§ **Problem 1**
Extract every line of the entries that contains the string "woman", and treat uppercase and lowercase letters as different.

§ **Source**
------------------------------------------------------------------------
Post-Soviet withdrawal, Americans too lost their interest in Afghanistan and left it to its fate, ignoring how they have mobilised the Islamic radicals from all over the world, citing Soviets as infidels. We all are aware of what happened afterwards. Afghanistan slipped into a bloody civil war, and the Taliban imposed inhuman rules in the areas controlled by them.

Like Mujahideen, the Taliban also received military, logistic and monetary support from Pakistan. Due to their orthodox and narrow interpretation of Islam, the Taliban also got the backing of al-Qaida, the international terror organisation led by slain Osama bin Laden. In all these years, despite knowing well the presence of bin Laden in Afghanistan, the Pakistan army and its intelligence agency never turned their back on the Taliban.
------------------------------------------------------------------------
§ **Exercise inputs**
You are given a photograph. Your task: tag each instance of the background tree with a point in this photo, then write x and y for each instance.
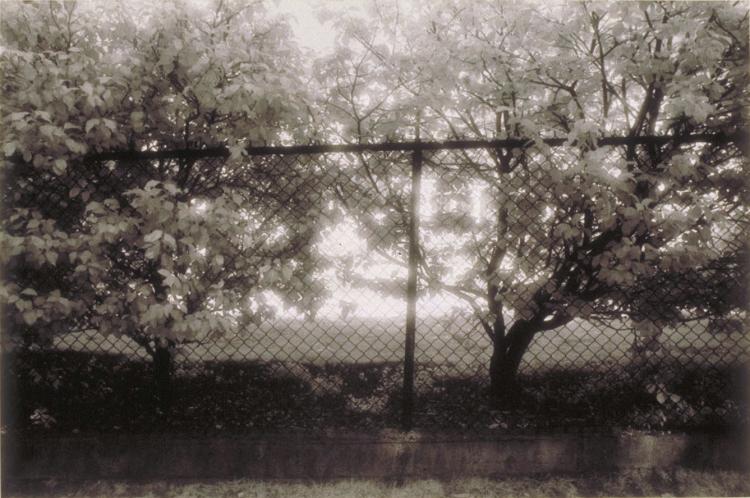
(534, 238)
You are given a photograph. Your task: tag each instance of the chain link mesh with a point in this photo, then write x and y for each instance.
(312, 274)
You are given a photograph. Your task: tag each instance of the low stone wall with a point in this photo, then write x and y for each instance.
(387, 455)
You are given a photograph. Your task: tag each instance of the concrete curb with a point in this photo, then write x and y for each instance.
(380, 456)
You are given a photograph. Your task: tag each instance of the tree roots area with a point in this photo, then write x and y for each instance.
(80, 393)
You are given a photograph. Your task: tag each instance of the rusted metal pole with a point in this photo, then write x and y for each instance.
(407, 416)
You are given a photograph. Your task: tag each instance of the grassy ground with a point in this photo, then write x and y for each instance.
(635, 483)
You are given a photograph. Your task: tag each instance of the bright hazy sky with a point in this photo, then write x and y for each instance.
(311, 33)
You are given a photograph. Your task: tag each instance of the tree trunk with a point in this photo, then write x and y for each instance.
(162, 362)
(506, 358)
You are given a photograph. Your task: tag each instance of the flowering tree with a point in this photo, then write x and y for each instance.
(534, 237)
(165, 250)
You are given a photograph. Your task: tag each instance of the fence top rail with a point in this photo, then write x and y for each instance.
(221, 151)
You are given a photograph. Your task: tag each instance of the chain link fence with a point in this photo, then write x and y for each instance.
(269, 292)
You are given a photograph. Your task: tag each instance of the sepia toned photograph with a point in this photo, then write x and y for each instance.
(374, 248)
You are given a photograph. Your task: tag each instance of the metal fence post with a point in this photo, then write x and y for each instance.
(411, 291)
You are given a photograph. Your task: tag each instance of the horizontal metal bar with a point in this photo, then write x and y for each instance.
(715, 138)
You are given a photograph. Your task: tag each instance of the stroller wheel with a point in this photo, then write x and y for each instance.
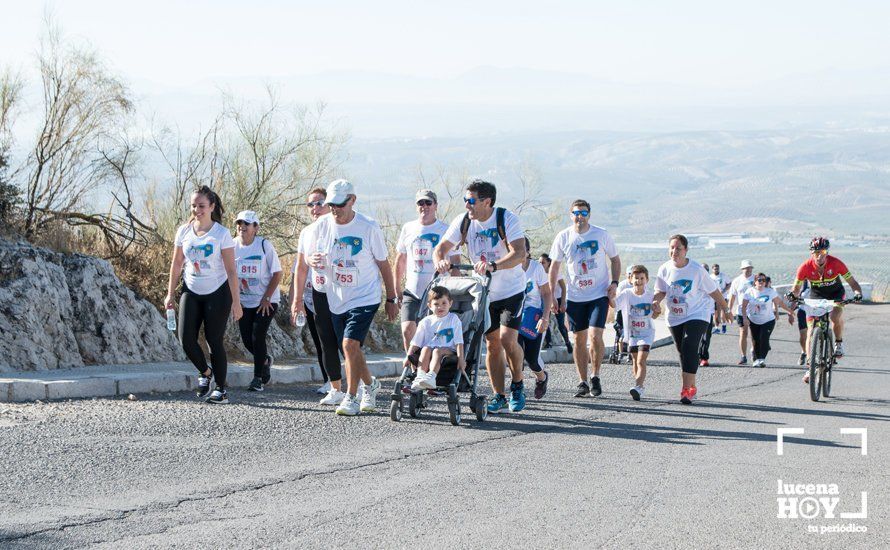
(454, 412)
(414, 405)
(481, 408)
(395, 410)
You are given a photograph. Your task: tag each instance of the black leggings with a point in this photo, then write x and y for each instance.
(254, 326)
(531, 350)
(760, 334)
(329, 353)
(687, 339)
(561, 326)
(310, 323)
(212, 310)
(704, 351)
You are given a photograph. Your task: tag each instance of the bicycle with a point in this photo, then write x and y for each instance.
(820, 356)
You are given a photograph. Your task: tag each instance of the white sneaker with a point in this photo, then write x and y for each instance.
(369, 396)
(428, 381)
(349, 406)
(334, 397)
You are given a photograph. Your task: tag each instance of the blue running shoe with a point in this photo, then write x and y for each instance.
(497, 404)
(517, 397)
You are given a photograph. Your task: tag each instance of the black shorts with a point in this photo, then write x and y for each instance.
(583, 315)
(506, 312)
(410, 307)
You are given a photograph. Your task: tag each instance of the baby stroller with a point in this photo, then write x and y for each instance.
(470, 296)
(618, 355)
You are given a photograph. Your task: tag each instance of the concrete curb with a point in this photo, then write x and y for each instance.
(122, 380)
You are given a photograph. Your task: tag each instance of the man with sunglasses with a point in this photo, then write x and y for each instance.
(502, 256)
(414, 263)
(826, 275)
(351, 251)
(594, 270)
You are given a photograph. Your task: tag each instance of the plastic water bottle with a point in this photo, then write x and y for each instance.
(171, 320)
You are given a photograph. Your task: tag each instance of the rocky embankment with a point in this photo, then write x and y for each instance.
(68, 310)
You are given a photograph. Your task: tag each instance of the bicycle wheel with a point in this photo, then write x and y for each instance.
(816, 356)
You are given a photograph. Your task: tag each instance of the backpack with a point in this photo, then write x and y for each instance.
(499, 213)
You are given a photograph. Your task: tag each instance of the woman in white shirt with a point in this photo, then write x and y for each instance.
(689, 290)
(259, 274)
(760, 304)
(203, 254)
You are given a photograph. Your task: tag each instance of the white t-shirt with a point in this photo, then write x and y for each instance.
(417, 241)
(637, 314)
(204, 269)
(586, 257)
(308, 300)
(484, 245)
(760, 304)
(307, 245)
(738, 287)
(354, 248)
(687, 291)
(439, 332)
(720, 281)
(255, 269)
(535, 278)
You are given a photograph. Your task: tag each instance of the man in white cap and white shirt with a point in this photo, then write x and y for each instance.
(739, 285)
(351, 250)
(414, 263)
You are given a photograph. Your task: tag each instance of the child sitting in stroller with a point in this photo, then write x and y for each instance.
(438, 336)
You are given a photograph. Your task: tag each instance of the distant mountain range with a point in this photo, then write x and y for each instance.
(796, 181)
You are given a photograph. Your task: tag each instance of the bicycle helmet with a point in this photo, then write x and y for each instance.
(819, 243)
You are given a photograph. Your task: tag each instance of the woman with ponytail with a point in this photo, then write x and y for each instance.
(205, 249)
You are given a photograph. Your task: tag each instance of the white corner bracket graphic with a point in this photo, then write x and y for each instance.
(780, 438)
(863, 436)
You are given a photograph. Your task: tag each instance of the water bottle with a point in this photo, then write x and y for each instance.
(171, 320)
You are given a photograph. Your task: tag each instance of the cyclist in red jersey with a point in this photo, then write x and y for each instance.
(826, 275)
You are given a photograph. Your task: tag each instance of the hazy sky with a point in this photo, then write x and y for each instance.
(690, 41)
(409, 52)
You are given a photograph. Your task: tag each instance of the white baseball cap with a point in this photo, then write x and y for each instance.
(339, 191)
(248, 216)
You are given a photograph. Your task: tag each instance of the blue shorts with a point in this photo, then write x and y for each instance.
(583, 315)
(354, 323)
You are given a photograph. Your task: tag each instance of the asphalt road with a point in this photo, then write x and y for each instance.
(279, 470)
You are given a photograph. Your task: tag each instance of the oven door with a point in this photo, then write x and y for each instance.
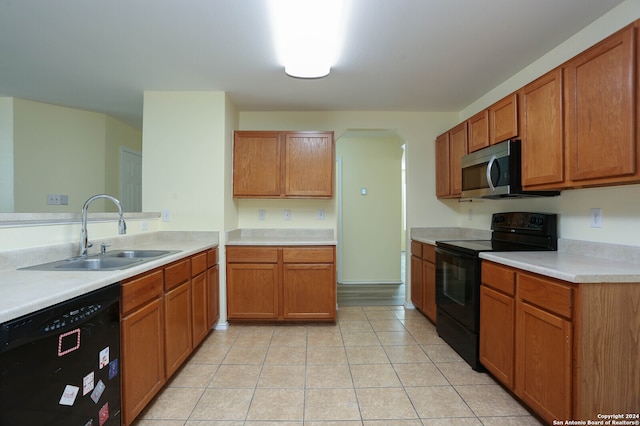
(458, 286)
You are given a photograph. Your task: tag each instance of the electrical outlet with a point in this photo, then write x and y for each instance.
(596, 218)
(53, 199)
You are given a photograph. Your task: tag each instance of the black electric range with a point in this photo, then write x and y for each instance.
(458, 274)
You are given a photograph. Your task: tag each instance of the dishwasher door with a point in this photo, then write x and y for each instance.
(60, 365)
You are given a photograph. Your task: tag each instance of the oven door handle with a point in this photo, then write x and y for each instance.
(489, 168)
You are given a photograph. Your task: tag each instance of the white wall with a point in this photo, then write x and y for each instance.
(6, 155)
(186, 166)
(183, 166)
(371, 223)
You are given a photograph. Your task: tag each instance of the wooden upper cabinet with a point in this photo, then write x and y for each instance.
(503, 119)
(479, 131)
(271, 164)
(309, 165)
(450, 148)
(543, 132)
(442, 166)
(458, 141)
(256, 164)
(600, 101)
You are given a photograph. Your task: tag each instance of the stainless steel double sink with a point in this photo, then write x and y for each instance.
(114, 260)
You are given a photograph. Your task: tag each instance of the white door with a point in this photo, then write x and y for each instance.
(131, 180)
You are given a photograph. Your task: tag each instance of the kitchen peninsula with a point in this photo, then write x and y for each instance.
(560, 329)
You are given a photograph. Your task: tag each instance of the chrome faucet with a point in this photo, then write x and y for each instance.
(84, 240)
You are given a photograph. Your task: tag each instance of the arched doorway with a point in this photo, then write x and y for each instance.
(371, 226)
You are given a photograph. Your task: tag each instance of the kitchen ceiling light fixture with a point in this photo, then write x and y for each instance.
(307, 35)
------------------------------------------------------------------------
§ **Problem 2**
Answer these questions using the passage about Afghanistan and the Taliban:
(a) According to the passage, what did Afghanistan slip into after the Soviet withdrawal?
(b) Which country gave the Taliban military, logistic and monetary support?
(c) Who led al-Qaida, as named in the passage?

§ **Complete response 1**
You are given a photograph. Your task: tag each instance of the woman in white shirt with a point in this photo, then write x and y for each instance.
You are given a photograph. Your task: tag each instance of the woman with ponytail with a point in this photo, then write x and y for each instance.

§ **Complete response 2**
(a) A bloody civil war.
(b) Pakistan.
(c) Osama bin Laden.